■ **Exercise directions**
List every sentence in the text on associate's degrees that begins with the word "Do".

■ **Text shown**
···

Find Out Where to Get an Associate’s Degree

Community colleges and private programs both offer associate’s degrees, but the quality varies. This is why considering the transferability of the courses is so important. However, there are other ways to check that the school you’re obtaining your associate’s degree from is a good choice.

Do your research on the faculty who teach the courses. Find out how many years they have been teaching and where they obtained their degrees and experience. Someone who has real knowledge of the subject matter often has an online trail that tracks through major universities and companies you recognize.

There are also websites that give online student ratings for professors. Take these with a grain of salt – as you would with any internet comment board – but they might help you learn whether the professors themselves are accessible and engaging.

Consider the school itself. Some private programs have received terrible press for their quality. On the other hand, there are community colleges with longstanding ties to the region that have great track records in helping students launch careers. You can usually find graduation rates and rates of employment on a school’s website.

Do some research and compare your college program against the industry you’re trying to join. Look on professional social media sites for a local company you would like to enter. Check out the profiles of the people who are employees there. Do some of them have degrees from the school you’re considering?

If you do more digging, you might even learn whether a prospective employer has a job training program with your local community college or other schools. Try to establish proof that the program you are considering helps place people in the workforce. If you are unable to do that, you should consider alternatives.

Learn How to Apply for an Associate’s Degree

Once you know what degree you want to pursue and at what school, the next steps become easier. Check out the admissions page on the school’s website or call its admissions office to get the process rolling.

The school will want you to complete an application. Make sure you are aware of deadlines and all the specific forms that are required. They vary from college to college. If need be, have an admissions official walk you through the process, so you don’t omit anything.

Some schools offer textbook-free classes. These are classes where the materials are free online documents instead of traditional books. It’s worth considering these classes, as they could save you significant amounts of money.

···

Records from a dataset
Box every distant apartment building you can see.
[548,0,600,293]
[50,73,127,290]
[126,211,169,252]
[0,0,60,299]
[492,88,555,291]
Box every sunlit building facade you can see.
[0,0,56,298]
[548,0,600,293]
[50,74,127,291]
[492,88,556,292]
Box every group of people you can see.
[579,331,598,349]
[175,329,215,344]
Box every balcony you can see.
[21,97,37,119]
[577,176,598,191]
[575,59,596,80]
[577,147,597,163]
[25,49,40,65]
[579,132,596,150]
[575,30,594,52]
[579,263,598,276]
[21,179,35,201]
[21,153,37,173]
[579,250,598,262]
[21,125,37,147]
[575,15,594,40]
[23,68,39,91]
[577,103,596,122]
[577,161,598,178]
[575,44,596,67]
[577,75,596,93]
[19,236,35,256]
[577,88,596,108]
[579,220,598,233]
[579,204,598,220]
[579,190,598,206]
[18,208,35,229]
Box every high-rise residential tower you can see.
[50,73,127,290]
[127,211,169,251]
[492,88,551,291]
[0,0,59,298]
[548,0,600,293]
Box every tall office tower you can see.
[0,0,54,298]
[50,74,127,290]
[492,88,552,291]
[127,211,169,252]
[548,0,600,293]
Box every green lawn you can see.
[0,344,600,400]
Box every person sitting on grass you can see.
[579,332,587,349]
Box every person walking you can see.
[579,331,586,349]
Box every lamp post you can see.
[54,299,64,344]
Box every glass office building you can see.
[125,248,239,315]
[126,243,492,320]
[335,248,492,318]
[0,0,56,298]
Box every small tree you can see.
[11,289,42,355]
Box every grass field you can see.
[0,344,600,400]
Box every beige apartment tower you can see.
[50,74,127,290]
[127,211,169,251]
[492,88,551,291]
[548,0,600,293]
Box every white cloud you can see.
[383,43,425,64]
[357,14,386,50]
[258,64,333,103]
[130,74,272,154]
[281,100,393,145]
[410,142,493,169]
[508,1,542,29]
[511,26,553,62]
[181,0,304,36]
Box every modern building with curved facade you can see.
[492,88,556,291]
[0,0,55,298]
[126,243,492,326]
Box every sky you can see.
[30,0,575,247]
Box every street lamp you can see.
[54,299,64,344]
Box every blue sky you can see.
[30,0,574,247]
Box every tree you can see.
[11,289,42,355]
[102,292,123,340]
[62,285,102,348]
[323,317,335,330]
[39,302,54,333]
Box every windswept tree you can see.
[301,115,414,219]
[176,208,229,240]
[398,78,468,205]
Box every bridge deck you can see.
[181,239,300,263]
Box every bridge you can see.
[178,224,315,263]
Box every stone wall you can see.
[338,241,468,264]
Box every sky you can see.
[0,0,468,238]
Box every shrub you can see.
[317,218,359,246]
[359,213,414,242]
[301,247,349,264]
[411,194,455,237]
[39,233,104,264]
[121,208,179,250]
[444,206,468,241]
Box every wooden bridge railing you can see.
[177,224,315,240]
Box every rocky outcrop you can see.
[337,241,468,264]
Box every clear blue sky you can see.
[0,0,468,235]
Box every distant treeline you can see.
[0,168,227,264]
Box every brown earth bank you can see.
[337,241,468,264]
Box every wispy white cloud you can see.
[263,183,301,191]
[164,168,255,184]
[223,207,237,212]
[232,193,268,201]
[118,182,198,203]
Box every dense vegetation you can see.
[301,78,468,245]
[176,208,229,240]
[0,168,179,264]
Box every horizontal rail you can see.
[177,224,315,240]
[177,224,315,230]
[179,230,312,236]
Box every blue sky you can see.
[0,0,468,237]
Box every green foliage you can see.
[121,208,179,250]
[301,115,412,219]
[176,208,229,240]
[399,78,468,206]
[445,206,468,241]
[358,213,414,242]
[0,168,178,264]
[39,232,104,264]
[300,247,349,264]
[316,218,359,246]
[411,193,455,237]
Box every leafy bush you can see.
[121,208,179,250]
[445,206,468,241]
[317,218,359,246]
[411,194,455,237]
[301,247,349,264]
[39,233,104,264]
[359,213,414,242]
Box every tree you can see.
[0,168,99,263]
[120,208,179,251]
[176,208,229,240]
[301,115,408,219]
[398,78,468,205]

···

■ **Written solution**
- Do your research on the faculty who teach the courses.
- Do some research and compare your college program against the industry you're trying to join.
- Do some of them have degrees from the school you're considering?